#### JOB:
Gather every line in the records below that contains the word "wooden". Only matches with the same uppercase and lowercase letters count.

#### DATASET EXTRACT:
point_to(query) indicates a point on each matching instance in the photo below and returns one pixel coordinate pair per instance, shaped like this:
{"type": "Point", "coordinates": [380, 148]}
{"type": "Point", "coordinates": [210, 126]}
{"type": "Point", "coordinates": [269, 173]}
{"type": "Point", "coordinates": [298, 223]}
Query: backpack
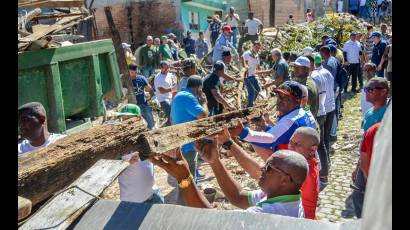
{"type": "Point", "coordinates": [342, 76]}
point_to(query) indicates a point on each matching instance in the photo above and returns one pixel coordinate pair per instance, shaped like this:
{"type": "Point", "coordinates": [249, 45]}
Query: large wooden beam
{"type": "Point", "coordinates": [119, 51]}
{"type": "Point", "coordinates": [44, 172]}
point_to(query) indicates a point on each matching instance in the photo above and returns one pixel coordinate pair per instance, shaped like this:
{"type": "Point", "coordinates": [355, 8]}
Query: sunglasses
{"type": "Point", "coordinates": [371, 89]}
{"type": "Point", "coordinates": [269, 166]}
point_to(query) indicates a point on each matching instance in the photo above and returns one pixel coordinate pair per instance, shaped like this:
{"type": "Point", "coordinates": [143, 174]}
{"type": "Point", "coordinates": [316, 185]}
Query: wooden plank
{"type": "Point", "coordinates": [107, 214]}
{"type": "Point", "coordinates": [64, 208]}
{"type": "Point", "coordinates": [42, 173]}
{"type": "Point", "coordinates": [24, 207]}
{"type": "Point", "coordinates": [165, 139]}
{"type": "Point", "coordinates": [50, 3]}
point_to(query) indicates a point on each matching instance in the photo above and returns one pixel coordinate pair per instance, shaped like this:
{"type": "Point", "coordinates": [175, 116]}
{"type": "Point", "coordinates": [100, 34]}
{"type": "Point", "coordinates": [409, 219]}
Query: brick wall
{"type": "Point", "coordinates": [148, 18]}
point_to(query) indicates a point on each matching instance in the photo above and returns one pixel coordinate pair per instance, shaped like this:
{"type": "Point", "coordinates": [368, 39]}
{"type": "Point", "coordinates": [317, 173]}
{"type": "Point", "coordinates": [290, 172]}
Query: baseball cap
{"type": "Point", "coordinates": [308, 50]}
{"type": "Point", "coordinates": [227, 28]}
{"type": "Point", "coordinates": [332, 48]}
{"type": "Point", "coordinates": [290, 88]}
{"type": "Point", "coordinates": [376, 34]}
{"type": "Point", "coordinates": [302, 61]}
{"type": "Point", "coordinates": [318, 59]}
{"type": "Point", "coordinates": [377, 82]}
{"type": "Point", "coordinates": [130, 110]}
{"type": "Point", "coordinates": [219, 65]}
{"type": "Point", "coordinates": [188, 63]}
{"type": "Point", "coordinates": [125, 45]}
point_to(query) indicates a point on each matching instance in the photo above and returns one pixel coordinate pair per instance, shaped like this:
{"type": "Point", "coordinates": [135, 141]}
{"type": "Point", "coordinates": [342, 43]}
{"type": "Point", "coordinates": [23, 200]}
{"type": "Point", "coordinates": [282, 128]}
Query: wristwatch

#### EXERCISE OUTPUT:
Query: large wooden beam
Query: wooden plank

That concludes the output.